##### Selected passage #####
God's ordinance is good
and holy; so also are agriculture, architecture, shoemaking, hair-cutting
legitimate ordinances of
God, but they are not sacraments". And
Luther speaks in terms
equally vigorous. In his German work, published at Wittenberg in 1530 under the
title "Von den Ehesachen", he writes (p. 1): "No one indeed can deny that
marriage is an external worldly thing, like clothes and food, house and home,
subject to worldly authority, as shown by so many imperial laws governing it."
In an earlier work (the original edition of "De captivitate Babylonica") he
writes: "Not only is the sacramental character of matrimony without foundation
in Scripture; but the very traditions, which claim such sacredness for it, are a
mere jest"; and two pages further on: "Marriage may therefore be a figure of
Christ and the Church; it is, however, no Divinely instituted sacrament, but the
invention of men in the Church, arising from ignorance of the subject." The
Fathers of the Council of Trent evidently had the latter passage in mind.
But the decision of Trent
was not the first given by the Church. The Council of Florence, in the Decree
for the Armenians, had already declared: "The seventh sacrament is matrimony,
which is a figure of the union of Christ, and the Church, according to the words
of the Apostle: This is a great sacrament, but I speak in Christ and in the
Church.'" And Innocent IV,
in the profession of faith prescribed for the Waldensians (18 December, 1208),
includes matrimony among the sacraments (Denziger-Bannwart, "Enchiridion", n.
424). The acceptance of the sacraments administered in the Church had been
prescribed in general in the following words: "And we by no means reject the
sacraments which are administered in it (the
Roman Catholic Church),
with the co-operation of the inestimable and invisible power of the Holy Ghost,
even though they be administered by a sinful priest, provided the Church
recognizes him", the formula then takes up each sacrament in particular,
touching especially on those points which the Waldensians had denied: "Therefore
we approve of baptism of children . . . confirmation administered by the bishop
. . . the sacrifice of the Eucharist. . . . We believe that pardon is granted by
God to penitent sinners
. . . we hold in honour the anointing of the sick with consecrated oil . . . we
do not deny that carnal marriages are to be contracted, according to the words
of the Apostle." It is, therefore, historically certain that from the beginning
of the thirteenth century the sacramental character of marriage was universally
known and recognized as a dogma. Even the few theologians who minimized, or who
seemed to minimize, the sacramental character of marriage, set down in the
foremost place the proposition that marriage is a sacrament of the New Law in
the strict sense of the word, and then sought to conform their further theses on
the effect and nature of marriage to this fundamental truth, as will be evident
from the quotations given below.
##### Dataset excerpts #####
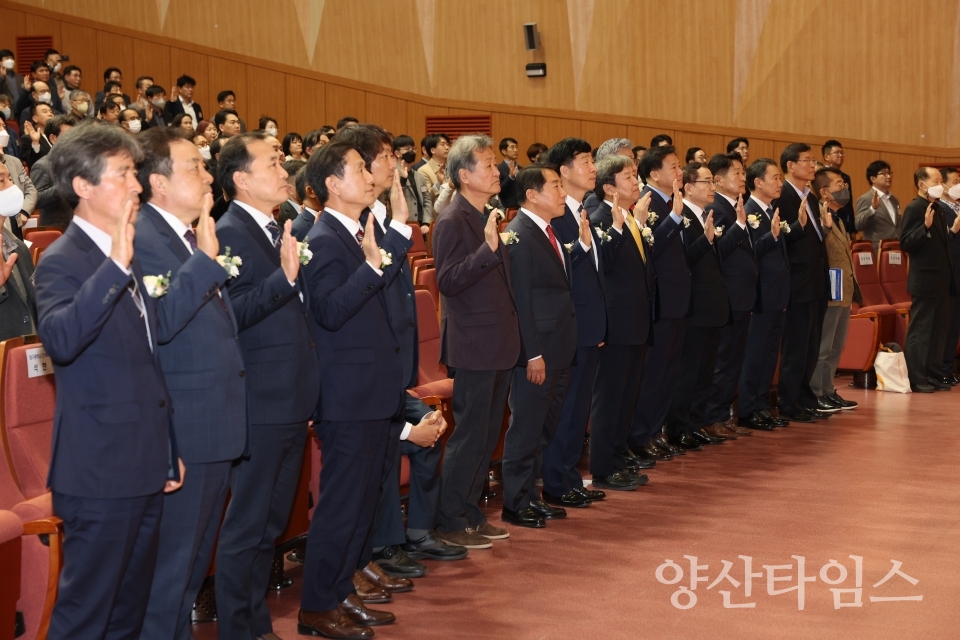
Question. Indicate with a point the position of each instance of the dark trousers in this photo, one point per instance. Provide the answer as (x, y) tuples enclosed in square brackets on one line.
[(422, 502), (534, 414), (799, 352), (561, 456), (730, 353), (109, 555), (953, 337), (188, 533), (262, 488), (697, 361), (660, 372), (759, 362), (479, 402), (615, 392), (353, 458), (926, 336)]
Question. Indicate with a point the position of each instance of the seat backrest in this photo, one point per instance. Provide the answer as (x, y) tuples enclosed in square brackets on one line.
[(428, 330), (26, 418), (893, 275), (865, 269), (428, 278)]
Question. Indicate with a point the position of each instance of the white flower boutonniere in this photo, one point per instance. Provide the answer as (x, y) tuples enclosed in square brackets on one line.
[(647, 234), (157, 286), (303, 251), (230, 263)]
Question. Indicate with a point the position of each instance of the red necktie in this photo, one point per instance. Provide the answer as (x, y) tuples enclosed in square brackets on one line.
[(553, 241)]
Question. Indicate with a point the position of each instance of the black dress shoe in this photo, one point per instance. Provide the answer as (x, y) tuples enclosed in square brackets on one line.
[(617, 481), (687, 442), (756, 421), (570, 499), (940, 384), (661, 441), (431, 547), (841, 402), (774, 420), (593, 495), (525, 517), (651, 451), (547, 512), (827, 405)]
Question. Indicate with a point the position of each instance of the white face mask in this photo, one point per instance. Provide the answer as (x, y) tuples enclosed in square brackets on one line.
[(11, 201)]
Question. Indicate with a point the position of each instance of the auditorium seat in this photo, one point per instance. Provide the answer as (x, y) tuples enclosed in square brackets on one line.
[(26, 418)]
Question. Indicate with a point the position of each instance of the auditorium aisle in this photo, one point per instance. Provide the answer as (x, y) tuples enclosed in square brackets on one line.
[(879, 482)]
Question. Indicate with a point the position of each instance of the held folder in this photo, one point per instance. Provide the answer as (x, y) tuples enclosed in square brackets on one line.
[(836, 285)]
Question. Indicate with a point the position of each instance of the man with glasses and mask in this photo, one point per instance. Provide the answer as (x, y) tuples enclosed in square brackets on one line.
[(878, 211)]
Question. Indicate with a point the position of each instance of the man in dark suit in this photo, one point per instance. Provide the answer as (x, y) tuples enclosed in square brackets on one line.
[(739, 265), (361, 386), (562, 483), (809, 290), (479, 338), (709, 311), (202, 363), (766, 324), (509, 168), (660, 170), (629, 284), (114, 450), (272, 307), (540, 274), (926, 239)]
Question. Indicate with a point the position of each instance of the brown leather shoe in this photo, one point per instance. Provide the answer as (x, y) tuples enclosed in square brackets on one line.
[(368, 591), (353, 608), (330, 624), (737, 429), (390, 584)]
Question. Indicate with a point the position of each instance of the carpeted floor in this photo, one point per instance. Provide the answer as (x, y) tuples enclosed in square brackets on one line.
[(879, 482)]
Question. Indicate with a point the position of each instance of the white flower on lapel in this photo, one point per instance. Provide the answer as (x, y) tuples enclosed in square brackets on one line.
[(230, 263), (304, 253), (157, 286), (647, 234)]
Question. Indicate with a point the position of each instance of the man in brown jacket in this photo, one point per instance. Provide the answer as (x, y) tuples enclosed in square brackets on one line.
#####
» **Your objective**: Carry on the passage about marriage as a sacrament from its last sentence.

» **Exercise output**:
The reason why marriage
was not expressly and formally included among the sacraments earlier and the
denial of it branded as heresy, is to be found in the historical development of
the doctrine regarding the sacraments; but the fact itself may be traced to
Apostolic times. With regard to the several religious rites designated as
"Sacraments of the New Law", there was always in the Church a profound
conviction that they conferred interior Divine grace. But the grouping of them
into one and the same category was left for a later period, when the dogmas of
faith in general began to be scientifically examined and systematically
arranged. Furthermore, that the seven sacraments should be grouped in one
category was by no means self-evident. For, though it was accepted that each of
these rites conferred interior grace, yet, in contrast to their common invisible
effect, the difference in external ceremony and even in the immediate purpose of
the production of grace was so great that, for a long time, it hindered a
uniform classification. Thus, there is a radical difference between the external
form under which baptism, confirmation, and orders, on the one hand are
administered, and, on the other hand, those that characterize penance and
marriage. For while marriage is in the nature of a contract, and penance in the
nature of a judicial process, the three first-mentioned take the form of a
religious consecration of the recipients.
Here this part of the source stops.